RECORDS FOR PROCESSING ::

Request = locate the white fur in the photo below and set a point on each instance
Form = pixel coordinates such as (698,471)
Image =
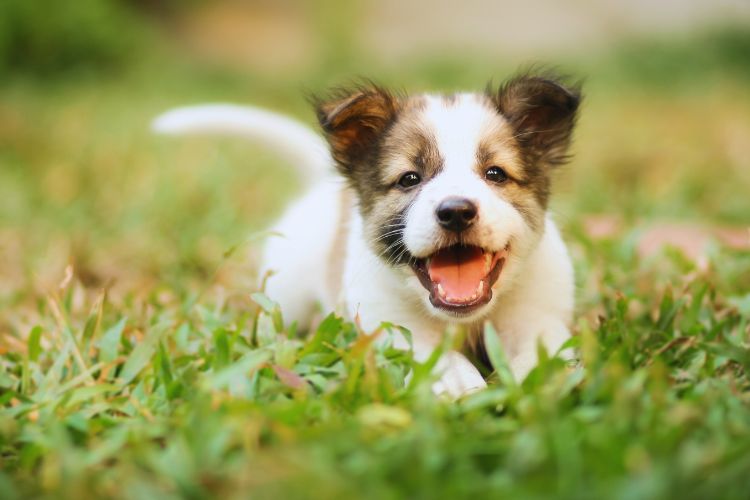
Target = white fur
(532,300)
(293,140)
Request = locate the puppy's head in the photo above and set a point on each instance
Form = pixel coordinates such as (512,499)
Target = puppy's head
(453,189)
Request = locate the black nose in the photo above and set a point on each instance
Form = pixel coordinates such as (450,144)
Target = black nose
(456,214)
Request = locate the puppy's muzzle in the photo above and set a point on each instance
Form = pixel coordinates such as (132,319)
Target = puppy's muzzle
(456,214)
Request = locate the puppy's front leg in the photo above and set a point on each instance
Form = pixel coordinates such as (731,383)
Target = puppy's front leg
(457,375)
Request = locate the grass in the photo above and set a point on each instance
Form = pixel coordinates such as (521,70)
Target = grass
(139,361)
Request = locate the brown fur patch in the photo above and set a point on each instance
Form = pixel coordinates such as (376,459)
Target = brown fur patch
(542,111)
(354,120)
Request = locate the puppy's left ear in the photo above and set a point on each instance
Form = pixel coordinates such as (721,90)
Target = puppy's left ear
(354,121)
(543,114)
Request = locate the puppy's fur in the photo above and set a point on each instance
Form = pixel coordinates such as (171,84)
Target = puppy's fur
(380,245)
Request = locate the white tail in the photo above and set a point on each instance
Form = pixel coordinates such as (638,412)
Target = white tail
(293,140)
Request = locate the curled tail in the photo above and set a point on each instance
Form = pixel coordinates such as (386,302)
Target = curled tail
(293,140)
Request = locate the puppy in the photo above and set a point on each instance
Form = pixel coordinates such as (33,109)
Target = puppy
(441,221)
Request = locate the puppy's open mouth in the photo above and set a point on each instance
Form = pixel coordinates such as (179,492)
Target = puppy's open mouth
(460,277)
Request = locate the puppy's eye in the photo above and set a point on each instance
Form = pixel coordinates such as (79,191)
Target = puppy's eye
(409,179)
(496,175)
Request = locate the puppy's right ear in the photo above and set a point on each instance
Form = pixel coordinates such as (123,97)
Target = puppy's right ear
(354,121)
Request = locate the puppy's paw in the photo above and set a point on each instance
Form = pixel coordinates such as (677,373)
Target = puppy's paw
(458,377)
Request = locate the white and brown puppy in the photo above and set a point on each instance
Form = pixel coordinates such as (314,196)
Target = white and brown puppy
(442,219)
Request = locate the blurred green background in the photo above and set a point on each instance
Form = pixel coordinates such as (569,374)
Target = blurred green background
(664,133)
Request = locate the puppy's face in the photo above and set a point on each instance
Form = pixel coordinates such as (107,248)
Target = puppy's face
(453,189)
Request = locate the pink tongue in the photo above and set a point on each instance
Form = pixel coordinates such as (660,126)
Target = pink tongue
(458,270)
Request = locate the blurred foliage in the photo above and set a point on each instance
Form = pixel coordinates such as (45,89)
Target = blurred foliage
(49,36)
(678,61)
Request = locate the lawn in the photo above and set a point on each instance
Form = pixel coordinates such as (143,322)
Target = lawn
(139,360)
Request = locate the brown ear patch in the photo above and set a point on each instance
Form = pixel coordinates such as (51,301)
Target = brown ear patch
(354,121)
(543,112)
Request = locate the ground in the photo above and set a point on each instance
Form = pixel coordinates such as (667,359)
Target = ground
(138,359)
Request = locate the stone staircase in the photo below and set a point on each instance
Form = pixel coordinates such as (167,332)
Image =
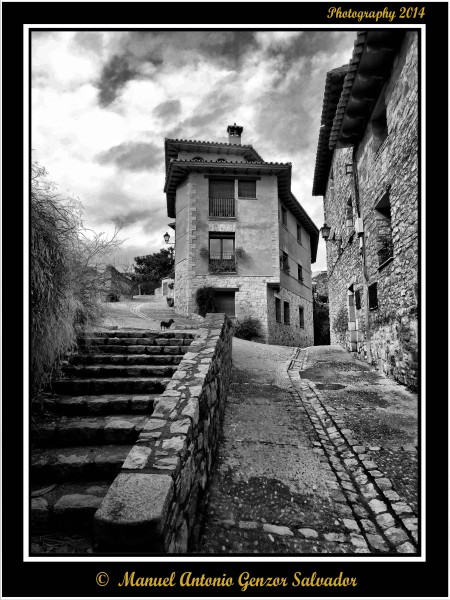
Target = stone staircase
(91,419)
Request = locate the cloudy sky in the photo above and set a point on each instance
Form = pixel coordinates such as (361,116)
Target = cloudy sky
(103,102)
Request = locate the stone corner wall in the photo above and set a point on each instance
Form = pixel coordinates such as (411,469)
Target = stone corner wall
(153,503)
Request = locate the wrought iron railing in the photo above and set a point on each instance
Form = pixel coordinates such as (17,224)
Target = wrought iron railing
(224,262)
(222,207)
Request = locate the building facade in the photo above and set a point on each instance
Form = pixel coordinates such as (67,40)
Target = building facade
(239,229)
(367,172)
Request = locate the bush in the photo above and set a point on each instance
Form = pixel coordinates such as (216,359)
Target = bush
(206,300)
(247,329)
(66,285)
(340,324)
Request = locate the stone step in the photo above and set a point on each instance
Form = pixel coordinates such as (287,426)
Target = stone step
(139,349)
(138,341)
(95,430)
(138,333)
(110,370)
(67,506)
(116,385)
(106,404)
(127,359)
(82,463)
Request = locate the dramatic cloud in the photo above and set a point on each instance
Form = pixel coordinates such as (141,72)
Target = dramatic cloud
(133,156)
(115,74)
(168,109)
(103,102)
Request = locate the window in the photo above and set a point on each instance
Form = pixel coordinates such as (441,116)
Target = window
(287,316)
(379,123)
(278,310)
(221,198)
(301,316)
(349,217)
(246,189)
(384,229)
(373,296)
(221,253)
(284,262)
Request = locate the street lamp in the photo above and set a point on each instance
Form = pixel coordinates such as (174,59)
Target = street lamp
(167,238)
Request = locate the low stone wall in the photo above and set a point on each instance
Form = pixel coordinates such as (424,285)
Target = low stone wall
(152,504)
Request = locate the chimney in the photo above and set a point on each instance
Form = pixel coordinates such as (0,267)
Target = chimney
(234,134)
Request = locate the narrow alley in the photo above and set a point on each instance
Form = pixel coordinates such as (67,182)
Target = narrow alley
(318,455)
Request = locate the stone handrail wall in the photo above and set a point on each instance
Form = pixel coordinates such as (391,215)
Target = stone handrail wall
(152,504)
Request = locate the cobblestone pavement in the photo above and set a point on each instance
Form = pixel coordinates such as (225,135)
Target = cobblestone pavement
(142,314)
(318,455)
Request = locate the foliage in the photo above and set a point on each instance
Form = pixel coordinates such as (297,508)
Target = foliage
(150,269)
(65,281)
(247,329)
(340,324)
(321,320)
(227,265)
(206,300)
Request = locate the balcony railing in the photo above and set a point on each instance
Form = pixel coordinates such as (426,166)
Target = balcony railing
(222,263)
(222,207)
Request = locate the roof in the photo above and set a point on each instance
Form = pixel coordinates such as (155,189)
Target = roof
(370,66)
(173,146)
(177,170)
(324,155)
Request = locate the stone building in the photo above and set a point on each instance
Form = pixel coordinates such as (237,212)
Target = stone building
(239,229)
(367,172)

TASK PROMPT ::
Please copy the records above word for word, leaving the pictures out.

SOLUTION ::
Request = locate the white fur in the photo below and set a point on each instance
Form = pixel coordinates such as (698,471)
Image =
Target = white fur
(532,300)
(293,140)
Request = locate the puppy's head in the photo above and set a point on each instance
Form = pixel coordinates such as (512,499)
Target = puppy's head
(453,189)
Request = locate the black nose in the photo above and set a point on each instance
Form = pixel coordinates such as (450,144)
Target = black nose
(456,214)
Request = locate the puppy's muzzle in the photo above and set a point on each instance
Form = pixel coordinates such as (132,319)
Target = puppy's muzzle
(456,214)
Request = locate the puppy's front leg in the photo above and set a point on each instance
Form = pixel coordinates such as (731,383)
Target = puppy's front leg
(457,375)
Request = locate the grass in the photo above and set a point on each instance
Form = pixel coordinates such as (521,70)
Target = grass
(139,361)
Request = locate the brown fur patch in the photo above and set a point on each instance
Form = pixel coordinates such as (376,459)
Target = brown fur patch
(542,111)
(354,120)
Request = locate the puppy's left ear in the photo above and set a point on each instance
Form = pixel coordinates such as (721,90)
Target = puppy's left ear
(354,121)
(543,114)
Request = locate the puppy's fur in the photo above and set a point on each instance
Form = pixel coordinates such as (171,84)
Target = puppy's fur
(380,245)
Request = locate the white tail in the photo above and set a point on each instance
Form = pixel coordinates such as (638,412)
Target = white tail
(293,140)
Request = locate the curled tail in the photo above and set a point on each instance
Form = pixel coordinates such as (386,302)
Target = curled tail
(293,140)
Request = locate the puppy in the photo above and set a point on each instance
Form = pixel coordinates such as (33,109)
Target = puppy
(441,221)
Request = locate the puppy's open mouth in the photo above and set a point on each instance
Form = pixel coordinates such as (179,492)
Target = puppy's open mouth
(460,277)
Request = locate the puppy's eye in the photo above and set a point on each instance
Form = pixel coordinates such as (79,191)
Target = puppy's eye
(409,179)
(496,175)
Request = locate the puppy's right ear in the photo above and set a point on each instance
Form = pixel coordinates such as (123,97)
Target = puppy's right ear
(354,121)
Request = locate the puppy's paw in the photo above and set a point on each instance
Form = pixel coordinates such as (677,373)
Target = puppy's paw
(458,377)
Request = locate the white and brown puppy in the photo above and set a point on each instance
Form = pixel coordinates such as (314,196)
Target = white and brown puppy
(442,219)
Request = locate the blurred green background in the photo above and set a point on each instance
Form = pixel coordinates such as (569,374)
Target = blurred green background
(664,133)
Request = locate the puppy's face in the photo above and set a point on each instance
Form = pixel coordinates such as (107,248)
Target = puppy's face
(453,189)
Request = locate the pink tongue in the photo above and set a point on each instance
Form = pixel coordinates such as (660,126)
Target = pink tongue
(458,270)
Request = locate the blurred foliage in the photo above and set a point on each instance
Form = pixel coordinates such as (45,89)
Target = blurred foliage
(49,36)
(678,61)
Request = locate the lawn in the photo above and set a point on each instance
Form = pixel coordinates such as (143,322)
Target = lawn
(139,360)
Request = locate the brown ear patch in the photo above and set a point on each instance
Form = pixel coordinates such as (51,301)
Target = brown ear patch
(354,121)
(543,112)
Request = locate the ground in the photo above and set a point on each instance
Form = pixel coordinates such as (667,359)
Target = ground
(138,359)
Request = locate the stone staircase in the photo below and set a point on each instance
Form = pixel coordinates such as (167,332)
Image =
Target = stone staircase
(91,419)
Request = locate the cloudy sky in the photo above and set a point on each instance
Form = pixel coordinates such as (361,116)
Target = cloudy sky
(103,102)
Request = locate the stone corner wall in the photo above and set a point on each instance
Form = pixel coordinates such as (411,469)
Target = stone corner wall
(153,503)
Request = locate the wrought iron railing in the photo above and set a point on each instance
Form = pixel coordinates such as (17,224)
Target = wrought iron railing
(224,262)
(222,207)
Request = locate the building facade in the photo above and set a point on each instance
Form = pixel coordinates such as (67,40)
Target = building facade
(239,229)
(367,172)
Request = locate the bush in the photo above and set a point on each instance
Form = pixel coordinates such as (216,359)
Target = bush
(206,300)
(247,329)
(66,285)
(340,324)
Request = locate the stone step in the photo above and set a point on each instance
Form = pixel coordinates such as (287,426)
Target = stone step
(139,349)
(138,341)
(95,430)
(138,333)
(110,370)
(67,506)
(116,385)
(106,404)
(127,359)
(82,463)
Request = locate the dramatic cloud in the photo above and set a point on each instance
Form = pixel coordinates such as (141,72)
Target = dramatic cloud
(133,156)
(115,74)
(168,109)
(103,102)
Request = locate the window in the photo above and set a point on each instance
Form = pixel coordinates such as (441,116)
Target = window
(287,316)
(379,123)
(278,310)
(221,198)
(301,316)
(349,217)
(246,189)
(384,229)
(373,296)
(221,253)
(284,262)
Request = locate the street lamp in the photo above and set a point on each instance
Form = pixel coordinates such as (174,59)
Target = street lamp
(167,238)
Request = locate the low stone wall in the photo above and set a point on each instance
Form = pixel coordinates such as (424,285)
Target = low stone wall
(152,504)
Request = locate the chimney in the photo above and set a point on each instance
Form = pixel coordinates such as (0,267)
Target = chimney
(234,134)
Request = locate the narrow alley in the photo above and set a point on each instance
Form = pixel coordinates such as (67,182)
Target = narrow alley
(318,455)
Request = locate the stone handrail wall in the photo above and set a point on each instance
Form = pixel coordinates such as (391,215)
Target = stone handrail wall
(152,504)
Request = locate the cobblestone pavement in the photo above and set a point on each instance
Form = pixel coordinates such as (225,135)
Target = cobblestone pavement
(142,314)
(318,455)
Request = locate the foliage in the photo above and set a point on each instance
Form = pixel coordinates such as (297,508)
Target = foliage
(150,269)
(65,281)
(247,329)
(340,324)
(321,320)
(227,265)
(206,300)
Request = locate the balcony railing in the photo above and set a point on each instance
Form = pixel coordinates such as (426,166)
Target = balcony railing
(222,263)
(222,207)
Request = locate the roof in the photo above and set a point on each instance
Form = pixel coordinates such as (155,189)
Target = roof
(370,66)
(173,146)
(177,170)
(324,155)
Request = locate the stone building in the photo above and set a point on each instance
Form = pixel coordinates such as (237,212)
Target = stone building
(239,229)
(367,172)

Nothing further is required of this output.